> Required work
Copy the part of the CeBIT passage that opens with the words containing "Perhaps it is the 24" and closes with "use their technology.".

> Page extract
***

Perhaps it is the 24 halls, perhaps it is the fact that you have to walk over a mile to get from one side of the show to the other, or maybe it is the fact that you know somewhere, on one of those 6,855 stands, is the "thing" you have been searching for - if only you could find it.

But this year has proved to be a rather vintage CeBIT. Interesting products, entertaining fights and good ideas have abounded. Intel was a name that kept coming up. First, the company teamed us with Microsoft to announce that its efforts to kill off the Network Computer (NC) were hotting up. The NC is a very simplified PC that has to be attached to a server to store any real hard work. Microsoft and Intel hate the NC as it does not use their technology.

At CeBIT, they announced the final specification for their counter punch, the imaginatively named NetPC. Cynics with long memories remembered an IBM strategy of the Seventies called FUD - standing for fear, uncertainty and doubt. Many thought Intel/Microsoft were up to a little Fudding this CeBIT.

***

> Provided data
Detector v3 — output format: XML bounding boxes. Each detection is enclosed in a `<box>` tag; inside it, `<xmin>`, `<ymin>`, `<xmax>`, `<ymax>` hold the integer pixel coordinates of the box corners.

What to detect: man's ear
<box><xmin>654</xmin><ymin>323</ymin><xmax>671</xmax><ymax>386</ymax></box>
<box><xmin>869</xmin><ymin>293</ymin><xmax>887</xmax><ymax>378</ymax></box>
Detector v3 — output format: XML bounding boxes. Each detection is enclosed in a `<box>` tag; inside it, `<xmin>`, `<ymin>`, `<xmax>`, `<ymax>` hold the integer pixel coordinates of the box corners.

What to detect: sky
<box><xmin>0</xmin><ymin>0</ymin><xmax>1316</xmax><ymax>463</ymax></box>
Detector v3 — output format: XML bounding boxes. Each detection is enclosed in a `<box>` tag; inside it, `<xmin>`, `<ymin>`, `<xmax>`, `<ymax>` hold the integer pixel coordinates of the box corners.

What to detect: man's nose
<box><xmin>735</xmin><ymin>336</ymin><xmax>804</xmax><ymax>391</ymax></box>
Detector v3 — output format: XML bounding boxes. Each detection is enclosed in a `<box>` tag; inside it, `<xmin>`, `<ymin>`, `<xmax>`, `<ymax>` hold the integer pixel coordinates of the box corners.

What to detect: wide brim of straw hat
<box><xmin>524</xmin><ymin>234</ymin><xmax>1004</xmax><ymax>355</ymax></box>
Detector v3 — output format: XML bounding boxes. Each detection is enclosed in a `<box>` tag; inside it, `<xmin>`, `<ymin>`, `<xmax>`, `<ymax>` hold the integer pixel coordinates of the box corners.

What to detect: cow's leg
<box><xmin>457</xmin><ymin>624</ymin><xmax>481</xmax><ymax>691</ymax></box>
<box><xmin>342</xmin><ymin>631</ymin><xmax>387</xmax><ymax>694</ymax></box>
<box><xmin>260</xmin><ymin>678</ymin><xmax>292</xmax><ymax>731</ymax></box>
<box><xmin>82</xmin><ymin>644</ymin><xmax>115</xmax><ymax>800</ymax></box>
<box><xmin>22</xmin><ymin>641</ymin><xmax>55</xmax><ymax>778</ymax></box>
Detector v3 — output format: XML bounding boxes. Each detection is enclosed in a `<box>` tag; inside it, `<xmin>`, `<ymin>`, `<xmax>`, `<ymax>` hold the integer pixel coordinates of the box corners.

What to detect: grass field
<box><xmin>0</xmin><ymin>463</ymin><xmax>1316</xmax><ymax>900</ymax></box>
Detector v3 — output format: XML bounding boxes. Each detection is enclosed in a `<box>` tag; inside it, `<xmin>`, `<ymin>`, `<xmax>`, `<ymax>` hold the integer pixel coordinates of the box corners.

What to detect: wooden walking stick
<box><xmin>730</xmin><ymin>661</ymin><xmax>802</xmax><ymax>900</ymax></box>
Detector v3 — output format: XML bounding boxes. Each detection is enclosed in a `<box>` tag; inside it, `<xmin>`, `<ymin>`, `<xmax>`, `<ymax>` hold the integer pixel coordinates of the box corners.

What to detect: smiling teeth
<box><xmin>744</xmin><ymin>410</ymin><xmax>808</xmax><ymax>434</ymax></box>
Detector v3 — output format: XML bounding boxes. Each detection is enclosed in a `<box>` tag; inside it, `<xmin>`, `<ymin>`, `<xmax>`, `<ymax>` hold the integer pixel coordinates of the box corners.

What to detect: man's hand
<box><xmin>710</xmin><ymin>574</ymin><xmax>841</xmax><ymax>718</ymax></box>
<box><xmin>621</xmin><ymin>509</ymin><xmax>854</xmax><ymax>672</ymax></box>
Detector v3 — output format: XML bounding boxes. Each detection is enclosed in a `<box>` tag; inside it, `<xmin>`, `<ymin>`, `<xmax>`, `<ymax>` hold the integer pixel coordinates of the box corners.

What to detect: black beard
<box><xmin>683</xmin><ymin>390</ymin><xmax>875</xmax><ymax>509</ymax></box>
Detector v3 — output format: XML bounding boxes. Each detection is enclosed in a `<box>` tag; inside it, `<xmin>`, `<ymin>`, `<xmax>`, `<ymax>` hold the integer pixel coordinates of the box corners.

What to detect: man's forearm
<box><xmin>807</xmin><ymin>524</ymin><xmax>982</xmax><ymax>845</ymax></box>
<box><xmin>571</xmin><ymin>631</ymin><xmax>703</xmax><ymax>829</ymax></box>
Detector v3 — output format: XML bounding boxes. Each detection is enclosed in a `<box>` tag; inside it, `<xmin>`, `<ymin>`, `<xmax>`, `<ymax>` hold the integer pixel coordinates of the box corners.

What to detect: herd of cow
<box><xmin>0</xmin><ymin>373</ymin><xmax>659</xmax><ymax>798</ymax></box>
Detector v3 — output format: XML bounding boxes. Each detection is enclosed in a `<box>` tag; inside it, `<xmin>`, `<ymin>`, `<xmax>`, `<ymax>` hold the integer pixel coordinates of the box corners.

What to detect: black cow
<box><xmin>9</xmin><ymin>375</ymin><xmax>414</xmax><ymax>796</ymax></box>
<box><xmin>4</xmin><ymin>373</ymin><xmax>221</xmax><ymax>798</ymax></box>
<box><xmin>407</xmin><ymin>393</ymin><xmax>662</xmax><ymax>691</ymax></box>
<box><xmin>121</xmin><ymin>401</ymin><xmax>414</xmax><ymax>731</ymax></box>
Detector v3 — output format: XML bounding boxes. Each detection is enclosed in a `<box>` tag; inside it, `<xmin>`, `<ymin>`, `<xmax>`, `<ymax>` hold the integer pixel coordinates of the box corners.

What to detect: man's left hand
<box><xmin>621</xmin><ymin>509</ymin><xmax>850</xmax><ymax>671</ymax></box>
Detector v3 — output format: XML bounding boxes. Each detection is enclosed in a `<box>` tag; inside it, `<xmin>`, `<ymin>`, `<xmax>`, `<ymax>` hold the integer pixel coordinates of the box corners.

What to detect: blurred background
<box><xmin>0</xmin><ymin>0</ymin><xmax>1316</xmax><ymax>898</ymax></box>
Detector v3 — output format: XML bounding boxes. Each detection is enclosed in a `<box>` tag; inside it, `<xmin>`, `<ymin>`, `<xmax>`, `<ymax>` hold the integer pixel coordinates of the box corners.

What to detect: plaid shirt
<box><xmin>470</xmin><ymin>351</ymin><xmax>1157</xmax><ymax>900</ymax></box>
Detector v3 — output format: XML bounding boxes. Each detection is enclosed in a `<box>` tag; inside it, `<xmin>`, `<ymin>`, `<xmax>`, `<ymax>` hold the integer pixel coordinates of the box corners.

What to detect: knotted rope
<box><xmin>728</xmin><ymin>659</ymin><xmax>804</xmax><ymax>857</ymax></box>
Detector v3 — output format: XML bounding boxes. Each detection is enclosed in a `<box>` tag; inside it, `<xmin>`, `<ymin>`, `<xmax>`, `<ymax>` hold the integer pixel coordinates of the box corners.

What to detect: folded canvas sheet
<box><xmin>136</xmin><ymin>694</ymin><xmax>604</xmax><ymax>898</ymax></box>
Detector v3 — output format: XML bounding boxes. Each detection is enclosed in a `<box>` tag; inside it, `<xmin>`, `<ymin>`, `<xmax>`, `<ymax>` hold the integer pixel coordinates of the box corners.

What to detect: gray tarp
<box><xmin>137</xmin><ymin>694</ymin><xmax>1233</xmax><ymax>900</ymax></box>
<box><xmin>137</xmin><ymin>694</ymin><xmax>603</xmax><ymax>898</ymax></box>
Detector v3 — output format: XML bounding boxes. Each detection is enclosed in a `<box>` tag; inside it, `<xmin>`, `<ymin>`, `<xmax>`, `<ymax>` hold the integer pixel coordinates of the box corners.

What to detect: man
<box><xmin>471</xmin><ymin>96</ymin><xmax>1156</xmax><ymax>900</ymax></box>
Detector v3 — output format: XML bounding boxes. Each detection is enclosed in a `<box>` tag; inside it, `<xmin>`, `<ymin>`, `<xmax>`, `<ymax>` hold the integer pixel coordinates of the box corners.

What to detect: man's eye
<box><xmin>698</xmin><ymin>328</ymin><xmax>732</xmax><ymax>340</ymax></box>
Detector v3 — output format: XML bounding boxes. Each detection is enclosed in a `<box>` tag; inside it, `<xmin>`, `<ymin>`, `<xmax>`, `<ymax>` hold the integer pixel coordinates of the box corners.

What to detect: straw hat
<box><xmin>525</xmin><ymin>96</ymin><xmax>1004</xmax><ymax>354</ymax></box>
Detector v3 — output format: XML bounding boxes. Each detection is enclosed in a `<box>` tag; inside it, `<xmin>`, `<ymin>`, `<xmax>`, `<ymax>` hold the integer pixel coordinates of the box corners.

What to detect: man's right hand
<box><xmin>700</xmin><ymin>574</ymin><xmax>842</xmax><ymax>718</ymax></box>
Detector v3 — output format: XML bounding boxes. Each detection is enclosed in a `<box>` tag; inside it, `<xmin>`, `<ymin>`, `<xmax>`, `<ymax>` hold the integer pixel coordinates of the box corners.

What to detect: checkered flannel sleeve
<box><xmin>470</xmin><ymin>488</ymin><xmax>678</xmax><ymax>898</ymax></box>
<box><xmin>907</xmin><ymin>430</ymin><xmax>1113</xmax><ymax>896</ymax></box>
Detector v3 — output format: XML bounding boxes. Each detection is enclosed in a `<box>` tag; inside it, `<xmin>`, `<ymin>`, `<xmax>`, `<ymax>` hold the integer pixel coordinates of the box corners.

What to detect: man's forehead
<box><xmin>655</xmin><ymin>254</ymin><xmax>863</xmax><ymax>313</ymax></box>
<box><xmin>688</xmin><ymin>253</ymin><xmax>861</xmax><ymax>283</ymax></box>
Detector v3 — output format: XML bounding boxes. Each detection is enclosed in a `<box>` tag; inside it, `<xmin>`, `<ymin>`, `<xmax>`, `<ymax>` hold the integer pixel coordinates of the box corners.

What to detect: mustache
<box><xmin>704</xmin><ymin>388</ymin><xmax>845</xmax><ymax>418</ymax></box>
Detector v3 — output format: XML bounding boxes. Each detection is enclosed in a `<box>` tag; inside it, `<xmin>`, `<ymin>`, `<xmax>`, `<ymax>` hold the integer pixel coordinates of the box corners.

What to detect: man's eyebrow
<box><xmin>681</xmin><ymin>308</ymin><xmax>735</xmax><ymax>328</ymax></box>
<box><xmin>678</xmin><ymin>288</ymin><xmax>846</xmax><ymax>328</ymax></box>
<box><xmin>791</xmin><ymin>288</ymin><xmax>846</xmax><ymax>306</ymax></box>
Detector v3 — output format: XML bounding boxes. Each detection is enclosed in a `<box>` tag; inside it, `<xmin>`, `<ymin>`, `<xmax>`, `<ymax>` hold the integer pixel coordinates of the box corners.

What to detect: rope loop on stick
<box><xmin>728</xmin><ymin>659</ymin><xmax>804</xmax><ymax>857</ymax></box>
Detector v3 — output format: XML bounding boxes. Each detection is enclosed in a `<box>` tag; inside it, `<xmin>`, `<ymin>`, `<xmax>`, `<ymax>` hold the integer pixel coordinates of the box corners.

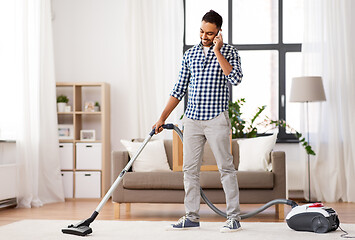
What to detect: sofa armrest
<box><xmin>271</xmin><ymin>151</ymin><xmax>286</xmax><ymax>198</ymax></box>
<box><xmin>111</xmin><ymin>151</ymin><xmax>129</xmax><ymax>203</ymax></box>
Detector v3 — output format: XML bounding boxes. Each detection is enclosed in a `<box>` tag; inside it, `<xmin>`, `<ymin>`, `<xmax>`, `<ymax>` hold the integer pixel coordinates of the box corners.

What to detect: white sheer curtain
<box><xmin>302</xmin><ymin>0</ymin><xmax>355</xmax><ymax>202</ymax></box>
<box><xmin>122</xmin><ymin>0</ymin><xmax>185</xmax><ymax>137</ymax></box>
<box><xmin>15</xmin><ymin>0</ymin><xmax>64</xmax><ymax>207</ymax></box>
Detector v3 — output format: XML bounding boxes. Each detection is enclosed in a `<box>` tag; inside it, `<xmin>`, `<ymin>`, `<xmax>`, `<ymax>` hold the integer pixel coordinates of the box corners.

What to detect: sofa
<box><xmin>111</xmin><ymin>139</ymin><xmax>286</xmax><ymax>219</ymax></box>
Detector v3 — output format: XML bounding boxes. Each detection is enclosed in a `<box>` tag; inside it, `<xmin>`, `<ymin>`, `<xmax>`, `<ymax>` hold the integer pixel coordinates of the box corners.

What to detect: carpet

***

> Written solution
Perhaps it is the 24 halls, perhaps it is the fact that you have to walk over a mile to get from one side of the show to the other, or maybe it is the fact that you know somewhere, on one of those 6,855 stands, is the "thing" you have been searching for - if only you could find it.

But this year has proved to be a rather vintage CeBIT. Interesting products, entertaining fights and good ideas have abounded. Intel was a name that kept coming up. First, the company teamed us with Microsoft to announce that its efforts to kill off the Network Computer (NC) were hotting up. The NC is a very simplified PC that has to be attached to a server to store any real hard work. Microsoft and Intel hate the NC as it does not use their technology.